Der König Hat Eselsohren

「ヘアスプレー」




レディースデイにしろ、映画の日にしろ、普段はなかなか来ることができないんですが、ちょうど今日から学祭休みだと言うことで、かねてから観ようと思っていた「ヘアスプレー」。


良くできてます。

あんまりメジャーな映画を観ないのと、ミュージカルに縁がないので、他の映画はわかりませんが、ミュージカル映画としてはかなり成功しているんじゃないでしょうか。
そもそもミュージカルって、あのいきなり歌い出す唐突感が日本人には馴染めなかったりしますが、これはそもそもがダンスを主軸にしているだけに、あまり違和感はない。

内容も、未だロングランを続けているブロードウェイミュージカルをもとに映画化しただけあって、脚本もよく練られていて、それだからこそ、エンドロールも含めて2時間近い長尺にもかかわらず、それを感じさせない仕上がりになっている。

しかも、トレーシー(主役)の女の子が、あれだけの体格でありながら良く踊る!!
エドナ(トレーシーのママ)役のジョン・トラボルタも、ラストでのダンスは圧巻!!
そのほかにも、シーウィード役の男の子はなかなか。
実にこう、すがすがしく、楽しい映画でしたな。













と、まぁ、普通の人なら楽しい感想を書き、多少ひねくれている人は、話が単純だとか色々と難癖をつけるんでしょうが。










もっともっとひねくれている私は、半分は、素直に楽しい映画であることを認めつつ、心のもう半分は辛くて仕方がなかった。

それはこの映画のせいではないのだろうが。


この映画(以下「新ヘアスプレー」)を観る前に、もう一度、本当のオリジナルである、ジョン・ウォーターズの映画(以下「旧ヘアスプレー」)を観たいと思い、レンタルで探したのだが見つからなかった。
しかたなくDVDを買おうと思ったが、2004年に発売になっているDVDは既に廃盤に。
どこかの店舗の片隅に残っている在庫を探し出すか、無駄にバカ高くなっている中古品を買うかしかない中で、結局観られずじまいだった。

今日、新ヘアスプレーを観たことで、やはりもう一度、旧ヘアスプレーを観たいという思いが再燃した。

私にとって、旧ヘアスプレー自体は、それまでのジョン・ウォーターズ作品に比べて毒気の薄い作品だった。
だからこそ、映画館で1回観たっきりだったのだ。
しかし、そこに至るまでの思いは強い。
88年に米国で公開された直後、エドナ役を演じた怪優・ディヴァインが急死。旧ヘアスプレーは彼の遺作となってしまった。

(課題):
1) 映画「ヘアスプレー」の感想文について、次の問いに答えなさい。
(a) 書き手が今日この映画を観に来られたのは、何の休みが始まったからか。
(b) 新ヘアスプレーでエドナ役を演じた俳優はだれか。
(c) 旧ヘアスプレーのDVDは何年に発売されたか。
2) 映画「ヘアスプレー」の感想文の要旨を三文でまとめなさい。
3) 映画「ヘアスプレー」の感想文の続きを、最後の文の後から書きなさい。

(提示データ):
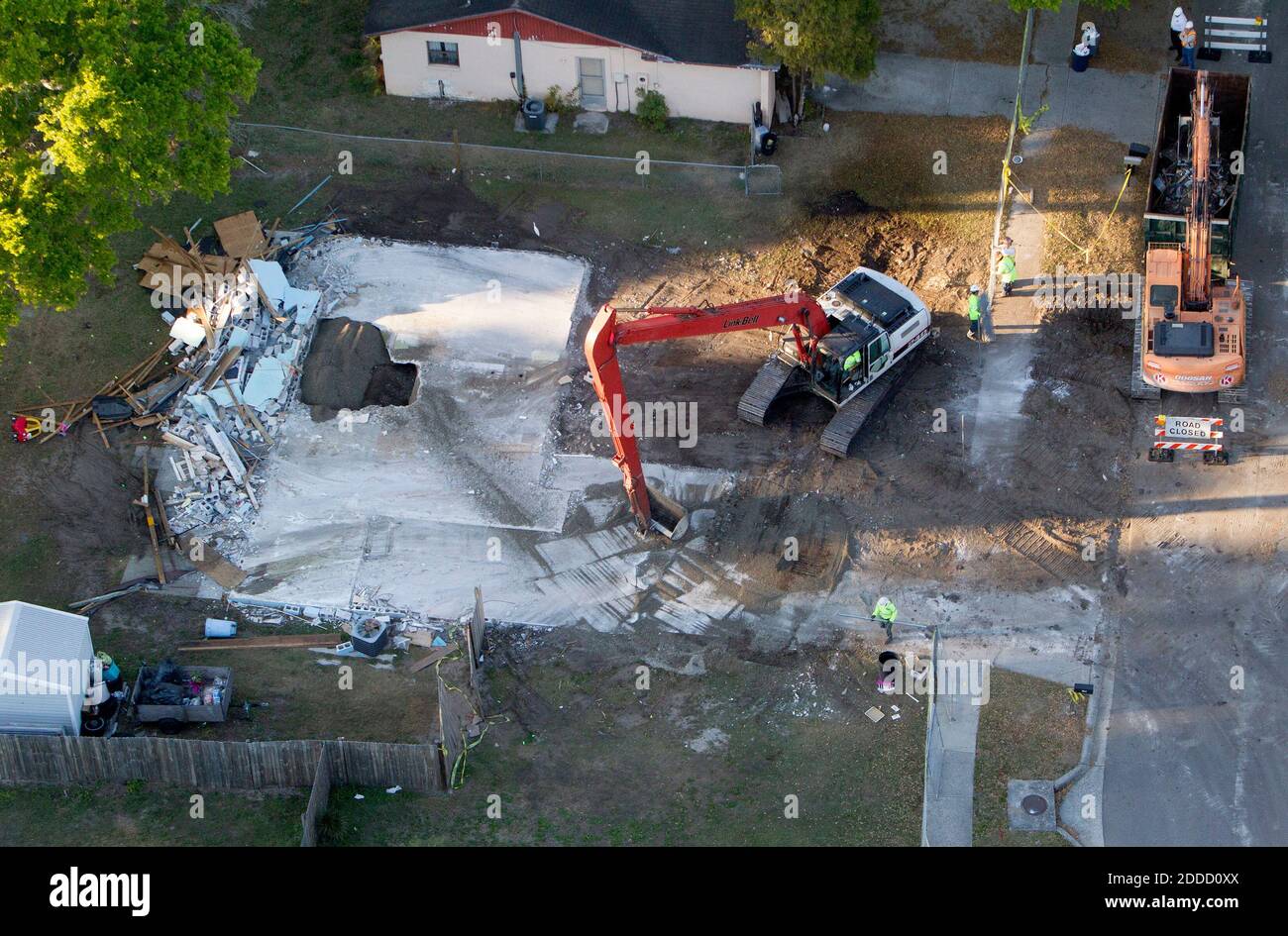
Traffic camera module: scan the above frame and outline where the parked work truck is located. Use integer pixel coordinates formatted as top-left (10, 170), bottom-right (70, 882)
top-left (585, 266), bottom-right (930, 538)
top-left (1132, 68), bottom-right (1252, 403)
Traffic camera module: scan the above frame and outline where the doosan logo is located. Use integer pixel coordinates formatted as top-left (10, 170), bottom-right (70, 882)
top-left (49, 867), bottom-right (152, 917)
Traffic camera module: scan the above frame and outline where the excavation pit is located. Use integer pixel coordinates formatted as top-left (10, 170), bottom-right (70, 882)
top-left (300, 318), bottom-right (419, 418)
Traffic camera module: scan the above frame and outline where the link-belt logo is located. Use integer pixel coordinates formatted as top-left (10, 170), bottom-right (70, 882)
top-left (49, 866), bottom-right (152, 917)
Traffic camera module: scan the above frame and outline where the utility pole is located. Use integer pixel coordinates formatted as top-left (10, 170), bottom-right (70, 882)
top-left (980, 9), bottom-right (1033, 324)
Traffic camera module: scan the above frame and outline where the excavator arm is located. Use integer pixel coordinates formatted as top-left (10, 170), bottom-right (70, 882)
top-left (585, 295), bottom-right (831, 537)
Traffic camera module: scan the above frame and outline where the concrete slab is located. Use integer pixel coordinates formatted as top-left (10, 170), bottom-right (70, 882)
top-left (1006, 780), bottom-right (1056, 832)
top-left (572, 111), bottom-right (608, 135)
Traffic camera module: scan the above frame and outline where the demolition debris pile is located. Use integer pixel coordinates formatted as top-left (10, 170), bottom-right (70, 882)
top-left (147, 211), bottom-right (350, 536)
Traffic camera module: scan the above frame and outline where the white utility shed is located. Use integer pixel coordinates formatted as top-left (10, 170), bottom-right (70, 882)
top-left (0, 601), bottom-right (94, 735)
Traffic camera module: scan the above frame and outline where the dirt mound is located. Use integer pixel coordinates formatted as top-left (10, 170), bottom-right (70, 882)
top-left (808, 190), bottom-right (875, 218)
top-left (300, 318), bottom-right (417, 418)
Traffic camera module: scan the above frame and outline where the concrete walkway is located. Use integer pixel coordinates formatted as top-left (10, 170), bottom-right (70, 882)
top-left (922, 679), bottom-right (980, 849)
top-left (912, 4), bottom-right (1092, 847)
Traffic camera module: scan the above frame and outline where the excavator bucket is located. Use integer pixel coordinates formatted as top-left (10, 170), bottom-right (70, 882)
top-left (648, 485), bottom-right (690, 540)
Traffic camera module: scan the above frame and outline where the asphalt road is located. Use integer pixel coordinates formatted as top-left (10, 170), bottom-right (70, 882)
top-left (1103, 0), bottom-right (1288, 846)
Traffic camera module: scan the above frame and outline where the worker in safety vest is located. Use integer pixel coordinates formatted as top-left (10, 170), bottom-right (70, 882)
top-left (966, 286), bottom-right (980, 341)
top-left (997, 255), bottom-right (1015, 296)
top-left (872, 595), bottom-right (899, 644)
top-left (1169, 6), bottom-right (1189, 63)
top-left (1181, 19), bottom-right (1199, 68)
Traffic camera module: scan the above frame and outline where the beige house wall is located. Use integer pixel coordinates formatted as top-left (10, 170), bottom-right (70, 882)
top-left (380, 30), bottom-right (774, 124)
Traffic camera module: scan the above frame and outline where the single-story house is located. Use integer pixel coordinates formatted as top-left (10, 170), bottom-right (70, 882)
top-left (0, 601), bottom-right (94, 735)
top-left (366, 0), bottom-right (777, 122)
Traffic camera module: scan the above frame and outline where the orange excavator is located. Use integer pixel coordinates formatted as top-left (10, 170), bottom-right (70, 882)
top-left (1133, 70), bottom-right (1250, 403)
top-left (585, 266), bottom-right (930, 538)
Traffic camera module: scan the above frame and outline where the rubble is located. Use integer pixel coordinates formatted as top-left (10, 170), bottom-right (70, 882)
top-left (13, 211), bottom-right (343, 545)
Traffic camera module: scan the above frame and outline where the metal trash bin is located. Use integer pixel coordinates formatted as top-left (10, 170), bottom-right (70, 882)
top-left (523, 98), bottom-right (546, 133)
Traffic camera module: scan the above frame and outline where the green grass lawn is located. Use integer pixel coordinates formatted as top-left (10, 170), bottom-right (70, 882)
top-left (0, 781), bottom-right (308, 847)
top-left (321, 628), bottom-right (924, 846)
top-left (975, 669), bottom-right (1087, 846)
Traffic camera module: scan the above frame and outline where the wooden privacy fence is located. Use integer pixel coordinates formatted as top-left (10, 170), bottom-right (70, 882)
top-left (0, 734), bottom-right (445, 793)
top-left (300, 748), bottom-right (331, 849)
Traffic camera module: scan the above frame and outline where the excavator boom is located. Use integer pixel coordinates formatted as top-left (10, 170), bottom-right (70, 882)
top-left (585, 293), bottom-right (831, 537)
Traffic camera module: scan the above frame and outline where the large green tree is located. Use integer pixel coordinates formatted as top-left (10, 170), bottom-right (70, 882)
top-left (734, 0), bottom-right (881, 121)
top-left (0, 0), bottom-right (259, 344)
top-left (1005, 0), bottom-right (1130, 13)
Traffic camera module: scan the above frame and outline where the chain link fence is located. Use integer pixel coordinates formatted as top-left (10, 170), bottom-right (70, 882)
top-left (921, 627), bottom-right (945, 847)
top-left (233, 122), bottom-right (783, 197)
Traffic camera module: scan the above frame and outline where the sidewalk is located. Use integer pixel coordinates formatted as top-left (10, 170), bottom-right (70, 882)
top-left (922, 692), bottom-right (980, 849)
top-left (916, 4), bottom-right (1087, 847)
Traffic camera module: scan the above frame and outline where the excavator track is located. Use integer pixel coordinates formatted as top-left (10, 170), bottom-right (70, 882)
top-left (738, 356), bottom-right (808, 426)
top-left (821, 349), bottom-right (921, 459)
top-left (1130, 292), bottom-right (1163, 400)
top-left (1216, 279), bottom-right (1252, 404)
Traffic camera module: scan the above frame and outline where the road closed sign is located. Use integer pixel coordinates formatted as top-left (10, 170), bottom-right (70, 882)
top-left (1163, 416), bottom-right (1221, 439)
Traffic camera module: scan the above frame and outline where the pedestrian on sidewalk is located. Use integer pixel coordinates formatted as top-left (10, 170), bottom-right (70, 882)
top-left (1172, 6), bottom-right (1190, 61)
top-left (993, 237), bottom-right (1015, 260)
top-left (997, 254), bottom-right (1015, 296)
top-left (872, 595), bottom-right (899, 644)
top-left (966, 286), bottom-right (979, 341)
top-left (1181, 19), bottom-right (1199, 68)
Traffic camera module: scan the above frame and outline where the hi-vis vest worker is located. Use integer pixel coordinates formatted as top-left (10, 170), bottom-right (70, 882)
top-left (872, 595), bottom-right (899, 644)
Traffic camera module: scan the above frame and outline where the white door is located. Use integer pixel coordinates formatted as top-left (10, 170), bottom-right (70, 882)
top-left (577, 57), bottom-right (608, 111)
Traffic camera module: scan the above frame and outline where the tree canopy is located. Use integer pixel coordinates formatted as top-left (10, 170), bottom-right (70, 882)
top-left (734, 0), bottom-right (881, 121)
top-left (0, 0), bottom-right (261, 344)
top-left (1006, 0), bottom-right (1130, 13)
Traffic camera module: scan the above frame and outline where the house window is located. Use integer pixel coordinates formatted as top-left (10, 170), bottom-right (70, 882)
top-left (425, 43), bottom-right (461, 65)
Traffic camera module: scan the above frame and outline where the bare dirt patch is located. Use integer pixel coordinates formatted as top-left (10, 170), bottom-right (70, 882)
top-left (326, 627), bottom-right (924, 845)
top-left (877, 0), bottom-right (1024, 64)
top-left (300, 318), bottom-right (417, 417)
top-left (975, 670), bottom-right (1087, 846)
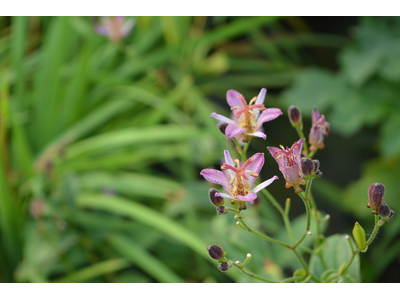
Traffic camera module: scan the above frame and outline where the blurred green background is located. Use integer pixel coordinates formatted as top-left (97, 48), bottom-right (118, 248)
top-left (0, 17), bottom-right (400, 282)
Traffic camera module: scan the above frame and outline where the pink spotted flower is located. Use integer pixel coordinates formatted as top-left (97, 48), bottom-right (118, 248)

(解答):
1)
(a) 学祭休み
(b) ジョン・トラボルタ
(c) 2004年

2) 書き手は学祭休みを機に新ヘアスプレーを観て、ダンスを主軸にしているため歌い出す唐突感が少なく、よく練られた脚本のおかげで長さを感じさせない、すがすがしく楽しい映画だと評価している。その一方で、素直に楽しい映画だと認めつつも、心のもう半分は辛くて仕方がなかったと述べている。観る前にジョン・ウォーターズの旧ヘアスプレーを観直そうとしたがDVDが廃盤で果たせず、旧作は88年の米国公開直後に急死したディヴァインの遺作となったことに触れている。

3)
そして私は、1年間、公開される日を待ち続けていたのだった。
1年間ずっと、欠かさず「ぴあ」をチェックしながら。
当時、旧ヘアスプレーの最大の目玉は、それまで常に女装していたディヴァインが、エドナ役の他に、TVプロデューサー役として初めて男装して出演した、というものだった。

旧ヘアスプレーは、都内でさえ、単館上映しかされなかった。
そして私は、今日の定員120名のスクリーンとおそらくほぼ同規模のスクリーンで、今日よりももっと少ない観客の一人として、スクリーンを見つめていた。
あれは確か春だったから、二十歳になる直前のことだ。

そして今日。
新ヘアスプレーでは、私がかつて観た旧ヘアスプレーの「薄汚さ」はすっかり払拭されていた。
「洗練」と言うより「精製」といった感じだろうか。
登場人物が皆、旧ヘアスプレーの人間くささが消えて、スッキリと綺麗な物語の記号に変換されていた。
物語自体もきちんと整理されて、山場の持って行き方も実に教科書的。
本来ならば、旧ヘアスプレーが、旧ヘアスプレーのトレーシーがもっていた、無垢と言うよりも、バカな雌ブタのむちゃくちゃなエネルギーこそが時代を突き動かしたのだろうという、ある意味、説得力のある内容が、「現代から見たあるべき姿」からのアプローチに変えられているように思える。
しかも未だ議論の対象になっている同性愛を外して、人種差別だけに特化した辺りが、良い子ちゃん風だ。
もっともそうしなければ、ブロードウェイの舞台に上げることが難しかったのだろうが。

そして、観ていて一番辛かったのが、エドナ。
トラボルタのダンスは、心底、絶賛に値する。きっとディヴァインだったらあれほどには踊れない。
しかし、それ以外の場面では、どうしてもディバインを超えていない。
ディヴァインのママっぷりに比べると、どうしても付け焼き刃というか。詰め物が明らかに詰め物とわかるのも問題なのだが(笑)
おそらく、旧ヘアスプレーを知らない人が見たら、ママ役にトラボルタを起用する意味合いは、ダンスシーンにしか見いだせないだろう。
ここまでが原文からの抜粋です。